Referring expression data
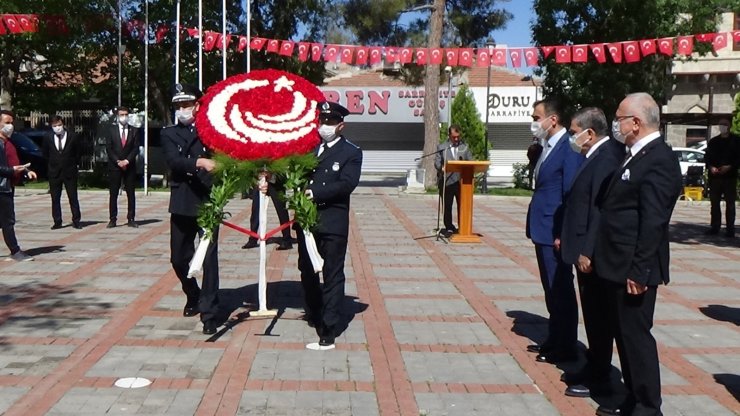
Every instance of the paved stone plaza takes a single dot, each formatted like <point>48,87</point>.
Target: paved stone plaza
<point>436,329</point>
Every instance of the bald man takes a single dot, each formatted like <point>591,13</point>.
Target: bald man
<point>631,251</point>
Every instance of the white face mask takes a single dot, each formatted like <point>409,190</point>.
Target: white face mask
<point>617,133</point>
<point>328,133</point>
<point>185,115</point>
<point>7,130</point>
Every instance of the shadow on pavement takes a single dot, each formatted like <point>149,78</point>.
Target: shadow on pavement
<point>722,313</point>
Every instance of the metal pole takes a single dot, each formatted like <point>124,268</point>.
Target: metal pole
<point>177,43</point>
<point>200,45</point>
<point>223,39</point>
<point>146,91</point>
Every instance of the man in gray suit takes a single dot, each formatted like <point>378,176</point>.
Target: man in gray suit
<point>449,183</point>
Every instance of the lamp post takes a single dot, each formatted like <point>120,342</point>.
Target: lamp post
<point>490,44</point>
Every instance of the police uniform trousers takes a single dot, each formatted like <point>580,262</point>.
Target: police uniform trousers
<point>323,302</point>
<point>183,230</point>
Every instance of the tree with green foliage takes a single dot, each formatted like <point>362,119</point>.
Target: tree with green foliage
<point>594,21</point>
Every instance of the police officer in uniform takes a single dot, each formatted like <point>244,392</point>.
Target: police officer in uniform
<point>190,165</point>
<point>332,182</point>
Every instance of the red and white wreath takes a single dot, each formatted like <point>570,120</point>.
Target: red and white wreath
<point>264,114</point>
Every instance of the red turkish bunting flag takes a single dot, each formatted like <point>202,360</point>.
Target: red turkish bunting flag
<point>242,43</point>
<point>499,57</point>
<point>465,57</point>
<point>436,56</point>
<point>347,55</point>
<point>516,57</point>
<point>647,47</point>
<point>580,53</point>
<point>719,42</point>
<point>361,55</point>
<point>598,50</point>
<point>422,56</point>
<point>286,48</point>
<point>631,51</point>
<point>257,43</point>
<point>665,46</point>
<point>532,56</point>
<point>316,50</point>
<point>451,56</point>
<point>483,58</point>
<point>376,56</point>
<point>331,52</point>
<point>210,40</point>
<point>685,45</point>
<point>547,50</point>
<point>273,45</point>
<point>12,23</point>
<point>562,54</point>
<point>615,50</point>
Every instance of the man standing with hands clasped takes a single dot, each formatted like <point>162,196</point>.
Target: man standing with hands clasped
<point>632,252</point>
<point>332,182</point>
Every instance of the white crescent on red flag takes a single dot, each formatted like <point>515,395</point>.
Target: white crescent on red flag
<point>579,53</point>
<point>597,50</point>
<point>631,51</point>
<point>615,50</point>
<point>665,46</point>
<point>647,47</point>
<point>532,56</point>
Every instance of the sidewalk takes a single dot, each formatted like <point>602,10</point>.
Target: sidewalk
<point>435,329</point>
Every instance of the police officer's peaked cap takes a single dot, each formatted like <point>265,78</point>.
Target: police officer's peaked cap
<point>185,92</point>
<point>330,110</point>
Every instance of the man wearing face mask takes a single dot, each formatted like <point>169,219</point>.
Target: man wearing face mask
<point>589,136</point>
<point>632,247</point>
<point>332,182</point>
<point>449,183</point>
<point>191,167</point>
<point>722,162</point>
<point>61,149</point>
<point>11,172</point>
<point>553,176</point>
<point>122,145</point>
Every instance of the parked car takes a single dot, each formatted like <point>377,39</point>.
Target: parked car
<point>688,157</point>
<point>29,152</point>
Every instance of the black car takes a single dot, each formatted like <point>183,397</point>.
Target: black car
<point>29,152</point>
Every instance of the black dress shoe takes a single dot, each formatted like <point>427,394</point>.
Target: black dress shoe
<point>209,328</point>
<point>609,411</point>
<point>251,243</point>
<point>578,390</point>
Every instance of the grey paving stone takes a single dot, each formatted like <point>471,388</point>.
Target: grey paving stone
<point>479,404</point>
<point>463,368</point>
<point>335,365</point>
<point>443,333</point>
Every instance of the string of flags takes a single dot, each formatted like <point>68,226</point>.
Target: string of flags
<point>617,52</point>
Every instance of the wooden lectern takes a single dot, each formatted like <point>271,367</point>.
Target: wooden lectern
<point>467,170</point>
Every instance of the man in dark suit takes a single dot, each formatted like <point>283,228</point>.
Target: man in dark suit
<point>631,251</point>
<point>61,149</point>
<point>332,182</point>
<point>589,136</point>
<point>553,177</point>
<point>191,167</point>
<point>449,183</point>
<point>122,146</point>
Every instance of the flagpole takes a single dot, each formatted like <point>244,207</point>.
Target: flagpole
<point>223,39</point>
<point>177,43</point>
<point>200,45</point>
<point>146,89</point>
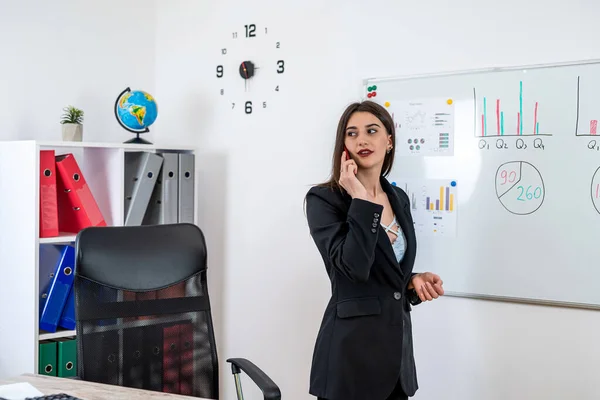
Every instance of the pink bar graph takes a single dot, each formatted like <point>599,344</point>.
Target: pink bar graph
<point>498,116</point>
<point>535,119</point>
<point>482,125</point>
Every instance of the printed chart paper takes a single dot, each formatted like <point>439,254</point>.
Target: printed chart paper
<point>423,127</point>
<point>433,205</point>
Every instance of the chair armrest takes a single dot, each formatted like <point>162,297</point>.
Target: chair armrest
<point>266,385</point>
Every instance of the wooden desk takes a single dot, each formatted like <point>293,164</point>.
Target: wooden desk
<point>90,390</point>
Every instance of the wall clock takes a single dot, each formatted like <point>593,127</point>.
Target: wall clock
<point>250,68</point>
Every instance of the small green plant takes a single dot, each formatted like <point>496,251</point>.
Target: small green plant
<point>72,115</point>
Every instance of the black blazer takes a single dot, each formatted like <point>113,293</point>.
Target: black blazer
<point>364,345</point>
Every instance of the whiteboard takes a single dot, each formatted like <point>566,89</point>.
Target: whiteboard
<point>502,167</point>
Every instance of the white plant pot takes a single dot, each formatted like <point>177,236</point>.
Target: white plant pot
<point>72,132</point>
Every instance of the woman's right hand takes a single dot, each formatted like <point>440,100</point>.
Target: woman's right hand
<point>348,179</point>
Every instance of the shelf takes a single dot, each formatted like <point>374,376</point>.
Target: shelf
<point>63,238</point>
<point>56,335</point>
<point>108,145</point>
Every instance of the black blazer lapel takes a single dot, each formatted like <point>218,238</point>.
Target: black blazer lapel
<point>401,210</point>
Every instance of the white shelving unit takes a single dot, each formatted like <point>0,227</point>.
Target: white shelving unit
<point>102,165</point>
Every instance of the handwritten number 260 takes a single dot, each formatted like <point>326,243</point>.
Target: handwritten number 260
<point>529,195</point>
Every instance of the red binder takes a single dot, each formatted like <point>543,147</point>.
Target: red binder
<point>186,361</point>
<point>171,359</point>
<point>77,208</point>
<point>48,199</point>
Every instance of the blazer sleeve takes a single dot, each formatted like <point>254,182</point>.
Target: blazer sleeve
<point>348,241</point>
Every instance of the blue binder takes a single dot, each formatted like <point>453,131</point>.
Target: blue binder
<point>67,319</point>
<point>59,290</point>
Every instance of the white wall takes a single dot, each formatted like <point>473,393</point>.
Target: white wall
<point>274,286</point>
<point>62,52</point>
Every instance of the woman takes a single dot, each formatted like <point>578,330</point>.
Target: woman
<point>363,228</point>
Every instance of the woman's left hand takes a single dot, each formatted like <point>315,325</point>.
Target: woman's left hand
<point>427,285</point>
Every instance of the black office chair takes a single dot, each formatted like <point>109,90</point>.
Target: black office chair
<point>143,312</point>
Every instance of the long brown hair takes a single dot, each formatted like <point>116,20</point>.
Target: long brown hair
<point>380,113</point>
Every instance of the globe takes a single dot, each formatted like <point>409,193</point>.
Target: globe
<point>136,111</point>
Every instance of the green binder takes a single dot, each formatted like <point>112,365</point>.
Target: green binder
<point>47,358</point>
<point>66,364</point>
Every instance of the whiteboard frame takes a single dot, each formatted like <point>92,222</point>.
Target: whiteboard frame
<point>366,81</point>
<point>482,296</point>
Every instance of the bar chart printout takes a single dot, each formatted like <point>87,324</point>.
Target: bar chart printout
<point>433,205</point>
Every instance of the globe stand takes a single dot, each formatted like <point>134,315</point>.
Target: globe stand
<point>138,140</point>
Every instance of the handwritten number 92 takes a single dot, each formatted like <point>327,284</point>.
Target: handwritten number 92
<point>508,177</point>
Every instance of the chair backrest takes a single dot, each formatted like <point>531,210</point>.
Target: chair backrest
<point>143,311</point>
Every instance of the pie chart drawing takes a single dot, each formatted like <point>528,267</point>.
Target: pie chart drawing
<point>520,187</point>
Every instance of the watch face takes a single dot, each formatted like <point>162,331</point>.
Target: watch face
<point>250,69</point>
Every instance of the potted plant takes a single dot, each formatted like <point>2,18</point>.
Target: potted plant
<point>72,120</point>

■ What this task involves
Taking the lines above, repeat exactly those from the line that contains "Target: police officer's peaked cap" through the line that contains "Every instance of the man in dark", and both of those lines as well. Include nothing else.

■ Solution to this task
Target: police officer's peaked cap
<point>185,92</point>
<point>330,110</point>
Every instance of the man wearing face mask takes a single dot, each formatted like <point>169,219</point>.
Target: man wearing face mask
<point>589,136</point>
<point>632,247</point>
<point>332,182</point>
<point>449,183</point>
<point>191,167</point>
<point>722,162</point>
<point>61,149</point>
<point>11,172</point>
<point>553,176</point>
<point>122,145</point>
Every instance of the parked car takes a single dot, each formatted like <point>377,39</point>.
Target: parked car
<point>688,157</point>
<point>29,152</point>
Every instance of the black car takes a single dot, each formatted like <point>183,397</point>.
Target: black car
<point>29,152</point>
Every instance of the black dress shoe takes a single dot, each formatted like <point>427,394</point>.
Target: black dress shoe
<point>209,328</point>
<point>609,411</point>
<point>251,243</point>
<point>578,390</point>
Every instance of the grey paving stone takes a single dot, each formatted like <point>471,388</point>.
Target: grey paving stone
<point>479,404</point>
<point>463,368</point>
<point>335,365</point>
<point>443,333</point>
Every instance of the string of flags takes a single dot, each formatted like <point>68,226</point>.
Target: string of flags
<point>617,52</point>
Every instance of the wooden lectern takes a single dot, each formatted like <point>271,367</point>.
Target: wooden lectern
<point>467,170</point>
Every instance of the man in dark suit takes a single dot, each formatted like <point>283,228</point>.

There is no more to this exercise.